- _EXERCISE TEXT_:
Vacaville’s outdoor activities help Solano County city weather pandemic
You might think of Vacaville as a shopping mecca anchored by the historic Nut Tree, which opened in 1921 as a roadside stop. Today, Nut Tree Plaza houses 50 retail stores, an array of eating establishments, and a railroad and carousel that serves as a family shopping excursion.
But beyond that, and that Vacaville offers more affordable overnight stays than its Wine Country neighbors, the area has another ace in its hand: one that’s helped weather the pandemic and begin to recover from the storm that settled over the hospitality industry more than a year ago.
Known as agriventure or agritourism, Visit Vacaville highlights its farm experiences and recreational activities such as biking, hiking and climbing boulders.
Vacaville’s outdoor nature was one of two components that in some ways helped the city fight through the pandemic a little easier than its Wine Country neighbors, noted Melyssa Reeves, president and CEO of Visit Vacaville.
“People still wanted to get outside and do outdoor activities, which were still very accessible and still comfortable for a lot of people to do,” she said.
The city’s diverse economy also helped buoy a number of its hospitality businesses, she said.
“No matter what the world situation is, Travis Air Force Base is always busy and we get a number of (hotel) rooms from (there),” Reeves said. “And Vacaville has an enormous amount of biotech, which continued to stay fairly busy through the pandemic.”

- _INFORMATION PROVIDED_:
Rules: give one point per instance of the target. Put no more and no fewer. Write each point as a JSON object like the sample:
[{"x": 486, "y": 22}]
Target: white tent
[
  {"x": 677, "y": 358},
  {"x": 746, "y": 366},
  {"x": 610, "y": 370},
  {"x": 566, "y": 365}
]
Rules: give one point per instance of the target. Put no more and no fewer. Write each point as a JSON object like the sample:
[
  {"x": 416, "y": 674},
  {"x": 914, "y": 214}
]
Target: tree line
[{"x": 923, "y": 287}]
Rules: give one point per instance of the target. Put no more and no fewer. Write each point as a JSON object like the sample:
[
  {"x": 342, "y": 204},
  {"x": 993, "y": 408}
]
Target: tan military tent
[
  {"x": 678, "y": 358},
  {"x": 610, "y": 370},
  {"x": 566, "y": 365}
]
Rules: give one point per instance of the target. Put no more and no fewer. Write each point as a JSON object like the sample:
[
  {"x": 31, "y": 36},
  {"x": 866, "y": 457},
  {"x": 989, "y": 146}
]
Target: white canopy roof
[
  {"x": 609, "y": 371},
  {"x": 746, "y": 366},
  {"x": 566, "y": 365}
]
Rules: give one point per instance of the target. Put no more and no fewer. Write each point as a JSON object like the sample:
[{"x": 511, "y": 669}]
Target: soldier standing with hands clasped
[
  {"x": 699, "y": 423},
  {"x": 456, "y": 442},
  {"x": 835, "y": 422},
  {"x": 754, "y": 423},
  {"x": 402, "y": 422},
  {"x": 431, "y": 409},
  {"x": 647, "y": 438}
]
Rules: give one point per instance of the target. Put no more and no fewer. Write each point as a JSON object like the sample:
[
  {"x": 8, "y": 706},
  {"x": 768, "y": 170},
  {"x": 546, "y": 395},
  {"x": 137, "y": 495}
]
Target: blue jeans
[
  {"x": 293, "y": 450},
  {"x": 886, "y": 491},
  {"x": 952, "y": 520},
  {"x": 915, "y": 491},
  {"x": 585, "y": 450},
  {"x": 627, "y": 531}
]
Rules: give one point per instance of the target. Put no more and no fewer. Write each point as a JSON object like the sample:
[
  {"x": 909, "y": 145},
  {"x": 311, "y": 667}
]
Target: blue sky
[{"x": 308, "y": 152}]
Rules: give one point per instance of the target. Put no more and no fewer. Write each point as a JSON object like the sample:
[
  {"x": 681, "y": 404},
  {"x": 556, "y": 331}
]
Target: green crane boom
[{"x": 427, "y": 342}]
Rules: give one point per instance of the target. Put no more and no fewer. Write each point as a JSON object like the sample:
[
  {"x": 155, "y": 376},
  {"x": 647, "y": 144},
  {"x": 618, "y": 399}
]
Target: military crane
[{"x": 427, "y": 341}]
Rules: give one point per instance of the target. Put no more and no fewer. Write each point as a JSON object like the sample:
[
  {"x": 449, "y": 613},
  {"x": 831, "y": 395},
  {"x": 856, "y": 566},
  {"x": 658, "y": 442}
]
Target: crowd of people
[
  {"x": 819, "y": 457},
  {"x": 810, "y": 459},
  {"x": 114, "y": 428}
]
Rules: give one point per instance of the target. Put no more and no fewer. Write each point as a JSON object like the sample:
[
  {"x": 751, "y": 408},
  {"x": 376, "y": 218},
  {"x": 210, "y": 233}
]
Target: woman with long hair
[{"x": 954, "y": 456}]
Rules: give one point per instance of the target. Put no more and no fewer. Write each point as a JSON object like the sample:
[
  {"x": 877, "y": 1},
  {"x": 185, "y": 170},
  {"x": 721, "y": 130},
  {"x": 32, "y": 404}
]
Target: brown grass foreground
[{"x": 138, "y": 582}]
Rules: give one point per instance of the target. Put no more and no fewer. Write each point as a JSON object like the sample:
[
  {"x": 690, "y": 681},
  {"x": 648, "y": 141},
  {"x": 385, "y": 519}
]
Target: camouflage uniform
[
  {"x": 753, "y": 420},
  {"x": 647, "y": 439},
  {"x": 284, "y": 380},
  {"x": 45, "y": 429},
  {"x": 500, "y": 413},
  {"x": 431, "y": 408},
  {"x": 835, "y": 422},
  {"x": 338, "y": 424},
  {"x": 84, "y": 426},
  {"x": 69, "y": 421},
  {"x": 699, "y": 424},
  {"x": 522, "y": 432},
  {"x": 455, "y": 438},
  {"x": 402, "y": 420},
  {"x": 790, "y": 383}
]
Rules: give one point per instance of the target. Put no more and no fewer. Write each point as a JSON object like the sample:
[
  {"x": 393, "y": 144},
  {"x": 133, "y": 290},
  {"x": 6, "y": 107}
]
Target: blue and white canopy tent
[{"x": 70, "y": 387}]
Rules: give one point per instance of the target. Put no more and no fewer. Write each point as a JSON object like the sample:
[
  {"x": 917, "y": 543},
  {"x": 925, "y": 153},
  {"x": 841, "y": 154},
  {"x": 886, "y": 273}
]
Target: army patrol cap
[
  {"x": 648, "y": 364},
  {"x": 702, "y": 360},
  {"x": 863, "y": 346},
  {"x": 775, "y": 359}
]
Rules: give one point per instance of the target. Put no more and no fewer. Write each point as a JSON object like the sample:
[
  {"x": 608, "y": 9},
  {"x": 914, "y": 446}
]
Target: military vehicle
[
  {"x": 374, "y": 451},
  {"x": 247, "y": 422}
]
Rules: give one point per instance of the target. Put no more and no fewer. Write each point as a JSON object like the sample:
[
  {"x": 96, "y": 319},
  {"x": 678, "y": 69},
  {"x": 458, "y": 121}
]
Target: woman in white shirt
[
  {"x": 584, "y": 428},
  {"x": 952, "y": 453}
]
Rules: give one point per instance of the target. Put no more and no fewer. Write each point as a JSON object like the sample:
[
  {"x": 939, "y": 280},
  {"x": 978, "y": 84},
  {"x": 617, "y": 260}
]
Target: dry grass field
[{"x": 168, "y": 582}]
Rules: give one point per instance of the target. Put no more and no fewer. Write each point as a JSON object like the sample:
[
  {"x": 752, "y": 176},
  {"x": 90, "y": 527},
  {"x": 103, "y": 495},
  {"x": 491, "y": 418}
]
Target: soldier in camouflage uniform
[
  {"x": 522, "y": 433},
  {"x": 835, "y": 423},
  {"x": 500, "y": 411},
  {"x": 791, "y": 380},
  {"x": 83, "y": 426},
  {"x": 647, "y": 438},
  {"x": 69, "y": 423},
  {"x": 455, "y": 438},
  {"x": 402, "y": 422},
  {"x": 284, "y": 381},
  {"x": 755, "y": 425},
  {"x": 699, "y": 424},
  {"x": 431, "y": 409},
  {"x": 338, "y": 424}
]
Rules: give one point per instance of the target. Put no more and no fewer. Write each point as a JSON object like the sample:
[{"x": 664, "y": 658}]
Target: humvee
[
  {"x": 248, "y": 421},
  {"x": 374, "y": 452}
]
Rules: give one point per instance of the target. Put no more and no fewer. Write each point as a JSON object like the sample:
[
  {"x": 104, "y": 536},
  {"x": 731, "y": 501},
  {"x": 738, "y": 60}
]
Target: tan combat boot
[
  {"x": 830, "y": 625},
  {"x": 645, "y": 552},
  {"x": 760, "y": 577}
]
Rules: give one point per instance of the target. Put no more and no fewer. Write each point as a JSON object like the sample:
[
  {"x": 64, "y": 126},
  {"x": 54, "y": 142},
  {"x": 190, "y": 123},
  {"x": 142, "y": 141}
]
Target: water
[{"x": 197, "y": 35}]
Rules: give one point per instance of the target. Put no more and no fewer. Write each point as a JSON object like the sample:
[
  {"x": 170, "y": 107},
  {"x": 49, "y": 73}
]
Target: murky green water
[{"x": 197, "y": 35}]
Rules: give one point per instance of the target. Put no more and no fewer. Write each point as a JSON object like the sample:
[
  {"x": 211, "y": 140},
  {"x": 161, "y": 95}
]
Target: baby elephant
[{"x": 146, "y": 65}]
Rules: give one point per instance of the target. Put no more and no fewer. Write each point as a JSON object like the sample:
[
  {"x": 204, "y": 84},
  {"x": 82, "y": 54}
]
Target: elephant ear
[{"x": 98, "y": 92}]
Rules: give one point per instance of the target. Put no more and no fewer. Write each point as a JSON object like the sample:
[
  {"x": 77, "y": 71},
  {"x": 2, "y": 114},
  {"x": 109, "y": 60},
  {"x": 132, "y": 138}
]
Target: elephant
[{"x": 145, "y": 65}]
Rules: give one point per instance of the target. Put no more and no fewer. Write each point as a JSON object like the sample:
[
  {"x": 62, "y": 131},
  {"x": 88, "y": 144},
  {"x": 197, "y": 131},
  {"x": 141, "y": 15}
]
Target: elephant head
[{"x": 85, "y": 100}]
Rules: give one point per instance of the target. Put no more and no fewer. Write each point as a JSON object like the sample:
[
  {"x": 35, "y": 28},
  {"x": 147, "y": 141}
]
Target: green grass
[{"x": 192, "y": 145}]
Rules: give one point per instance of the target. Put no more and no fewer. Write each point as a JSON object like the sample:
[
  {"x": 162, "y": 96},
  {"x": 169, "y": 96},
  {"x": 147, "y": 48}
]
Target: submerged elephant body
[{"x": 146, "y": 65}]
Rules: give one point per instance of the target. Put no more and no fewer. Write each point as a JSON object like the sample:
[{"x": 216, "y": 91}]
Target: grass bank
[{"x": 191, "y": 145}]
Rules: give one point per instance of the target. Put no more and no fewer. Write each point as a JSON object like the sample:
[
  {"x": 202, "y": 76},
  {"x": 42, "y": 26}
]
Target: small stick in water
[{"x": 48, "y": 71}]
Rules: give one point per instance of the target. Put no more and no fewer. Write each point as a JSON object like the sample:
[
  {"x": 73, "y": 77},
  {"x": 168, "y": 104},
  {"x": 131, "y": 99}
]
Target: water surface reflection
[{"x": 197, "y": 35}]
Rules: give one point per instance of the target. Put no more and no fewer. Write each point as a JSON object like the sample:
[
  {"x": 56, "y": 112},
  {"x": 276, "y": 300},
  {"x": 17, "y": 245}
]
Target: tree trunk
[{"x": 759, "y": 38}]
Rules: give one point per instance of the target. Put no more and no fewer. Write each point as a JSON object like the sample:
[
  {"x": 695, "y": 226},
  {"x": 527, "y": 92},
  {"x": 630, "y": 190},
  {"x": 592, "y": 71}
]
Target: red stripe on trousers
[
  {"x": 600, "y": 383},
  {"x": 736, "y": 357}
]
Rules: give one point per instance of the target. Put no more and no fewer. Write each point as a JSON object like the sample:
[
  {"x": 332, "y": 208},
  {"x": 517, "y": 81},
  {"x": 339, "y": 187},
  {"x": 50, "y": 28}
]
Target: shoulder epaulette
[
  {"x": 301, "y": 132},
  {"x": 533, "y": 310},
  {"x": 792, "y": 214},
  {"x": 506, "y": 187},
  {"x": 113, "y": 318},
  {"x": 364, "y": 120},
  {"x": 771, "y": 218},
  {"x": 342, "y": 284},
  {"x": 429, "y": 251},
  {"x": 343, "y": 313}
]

- _ASSIGNMENT A_: Reproduce the passage of the Vacaville article starting with "Vacaville’s outdoor nature" and going on through "businesses, she said.".
- _ASSIGNMENT B_: Translate this sentence from the Vacaville article into Spanish: "The city’s diverse economy also helped buoy a number of its hospitality businesses, she said."
- _ASSIGNMENT C_: According to the Vacaville article, how many retail stores does Nut Tree Plaza house today?

- _ANSWER BOX A_:
Vacaville’s outdoor nature was one of two components that in some ways helped the city fight through the pandemic a little easier than its Wine Country neighbors, noted Melyssa Reeves, president and CEO of Visit Vacaville.
“People still wanted to get outside and do outdoor activities, which were still very accessible and still comfortable for a lot of people to do,” she said.
The city’s diverse economy also helped buoy a number of its hospitality businesses, she said.

- _ANSWER BOX B_: La economía diversa de la ciudad también ayudó a sostener a varios de sus negocios de hostelería, dijo.

- _ANSWER BOX C_: 50 retail stores.